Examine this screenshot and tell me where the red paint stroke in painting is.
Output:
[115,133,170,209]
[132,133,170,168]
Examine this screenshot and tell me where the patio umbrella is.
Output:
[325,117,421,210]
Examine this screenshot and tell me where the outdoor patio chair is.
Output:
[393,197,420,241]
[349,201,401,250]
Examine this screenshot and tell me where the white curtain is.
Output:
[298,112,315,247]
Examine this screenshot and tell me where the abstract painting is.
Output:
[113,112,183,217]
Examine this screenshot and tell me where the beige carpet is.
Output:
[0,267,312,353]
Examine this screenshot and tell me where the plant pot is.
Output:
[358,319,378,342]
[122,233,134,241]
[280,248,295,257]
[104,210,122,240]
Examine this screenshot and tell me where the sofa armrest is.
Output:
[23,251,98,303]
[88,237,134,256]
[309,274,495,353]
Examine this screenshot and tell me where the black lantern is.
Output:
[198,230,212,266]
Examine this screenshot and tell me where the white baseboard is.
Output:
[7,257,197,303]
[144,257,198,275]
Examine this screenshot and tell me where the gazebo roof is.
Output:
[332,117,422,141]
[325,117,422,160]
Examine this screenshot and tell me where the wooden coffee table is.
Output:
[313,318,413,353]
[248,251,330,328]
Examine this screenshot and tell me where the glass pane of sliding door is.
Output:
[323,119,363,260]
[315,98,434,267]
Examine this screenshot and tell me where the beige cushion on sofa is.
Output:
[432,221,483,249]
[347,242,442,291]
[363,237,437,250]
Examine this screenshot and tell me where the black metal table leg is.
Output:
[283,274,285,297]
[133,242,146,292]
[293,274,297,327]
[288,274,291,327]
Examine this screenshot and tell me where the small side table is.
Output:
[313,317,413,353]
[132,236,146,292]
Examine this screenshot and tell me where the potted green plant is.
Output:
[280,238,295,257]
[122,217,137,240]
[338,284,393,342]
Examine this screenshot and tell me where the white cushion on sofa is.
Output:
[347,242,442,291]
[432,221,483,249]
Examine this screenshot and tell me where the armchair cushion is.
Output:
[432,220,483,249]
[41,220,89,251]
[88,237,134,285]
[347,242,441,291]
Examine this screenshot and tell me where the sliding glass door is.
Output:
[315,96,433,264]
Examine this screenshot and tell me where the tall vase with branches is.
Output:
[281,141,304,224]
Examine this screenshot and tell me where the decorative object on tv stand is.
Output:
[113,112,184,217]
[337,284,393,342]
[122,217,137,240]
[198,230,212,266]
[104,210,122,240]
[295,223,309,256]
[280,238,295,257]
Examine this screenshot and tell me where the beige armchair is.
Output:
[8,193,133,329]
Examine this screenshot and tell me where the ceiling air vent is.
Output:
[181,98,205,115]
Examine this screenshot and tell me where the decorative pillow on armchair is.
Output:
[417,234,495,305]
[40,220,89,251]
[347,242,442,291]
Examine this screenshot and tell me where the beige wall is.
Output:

◆ **GIVEN EXERCISE**
Locate every line in the records above that contains the word "beige" and copy each of those lines.

◆ **RESPONSE**
Examine this screenshot and tell me where the beige carpet is.
Examine this screenshot and tell me where the beige cushion on sofa is.
Examine this screenshot and tell me where the beige armchair is.
Examine this screenshot and tell me where the beige wall is.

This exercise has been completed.